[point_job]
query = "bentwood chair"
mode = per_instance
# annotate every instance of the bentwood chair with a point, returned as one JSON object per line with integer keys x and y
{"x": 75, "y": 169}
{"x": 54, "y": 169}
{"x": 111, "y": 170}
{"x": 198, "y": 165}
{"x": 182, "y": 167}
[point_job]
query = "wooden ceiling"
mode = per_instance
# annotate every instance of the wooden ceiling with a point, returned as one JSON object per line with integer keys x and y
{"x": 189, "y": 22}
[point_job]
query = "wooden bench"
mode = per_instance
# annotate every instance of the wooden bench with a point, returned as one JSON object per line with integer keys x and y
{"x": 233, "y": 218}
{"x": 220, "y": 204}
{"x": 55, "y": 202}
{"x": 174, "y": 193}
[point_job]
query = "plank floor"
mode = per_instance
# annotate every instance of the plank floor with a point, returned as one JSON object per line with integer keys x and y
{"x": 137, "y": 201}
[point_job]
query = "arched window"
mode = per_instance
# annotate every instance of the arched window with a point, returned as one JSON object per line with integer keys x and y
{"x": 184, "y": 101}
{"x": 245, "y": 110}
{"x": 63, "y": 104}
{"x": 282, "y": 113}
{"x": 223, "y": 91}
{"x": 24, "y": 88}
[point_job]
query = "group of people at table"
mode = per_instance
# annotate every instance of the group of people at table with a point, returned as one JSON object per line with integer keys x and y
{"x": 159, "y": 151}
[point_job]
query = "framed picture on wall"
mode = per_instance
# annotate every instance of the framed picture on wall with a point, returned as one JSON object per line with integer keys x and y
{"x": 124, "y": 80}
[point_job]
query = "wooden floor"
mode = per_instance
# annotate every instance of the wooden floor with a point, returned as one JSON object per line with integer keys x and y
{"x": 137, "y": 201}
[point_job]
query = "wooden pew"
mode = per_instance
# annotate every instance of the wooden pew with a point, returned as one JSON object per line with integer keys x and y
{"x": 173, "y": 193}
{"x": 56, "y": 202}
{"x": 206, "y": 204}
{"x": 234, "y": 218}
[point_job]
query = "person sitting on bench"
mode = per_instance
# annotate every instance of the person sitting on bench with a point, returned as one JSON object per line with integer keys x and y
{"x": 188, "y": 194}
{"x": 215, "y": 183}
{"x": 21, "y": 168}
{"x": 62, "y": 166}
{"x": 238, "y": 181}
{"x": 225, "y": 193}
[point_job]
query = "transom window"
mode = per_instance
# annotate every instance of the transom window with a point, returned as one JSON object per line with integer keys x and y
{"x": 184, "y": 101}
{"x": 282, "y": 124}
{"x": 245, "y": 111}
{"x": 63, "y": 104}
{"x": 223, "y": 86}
=-=-=
→ The task:
Copy all lines from the data above that contain the word "query".

→ Reply:
query = "bentwood chair"
query = "wooden ceiling"
query = "wooden bench"
query = "plank floor"
query = "arched window"
query = "group of people at table"
query = "framed picture on wall"
query = "wooden floor"
query = "wooden pew"
query = "person sitting on bench"
query = "transom window"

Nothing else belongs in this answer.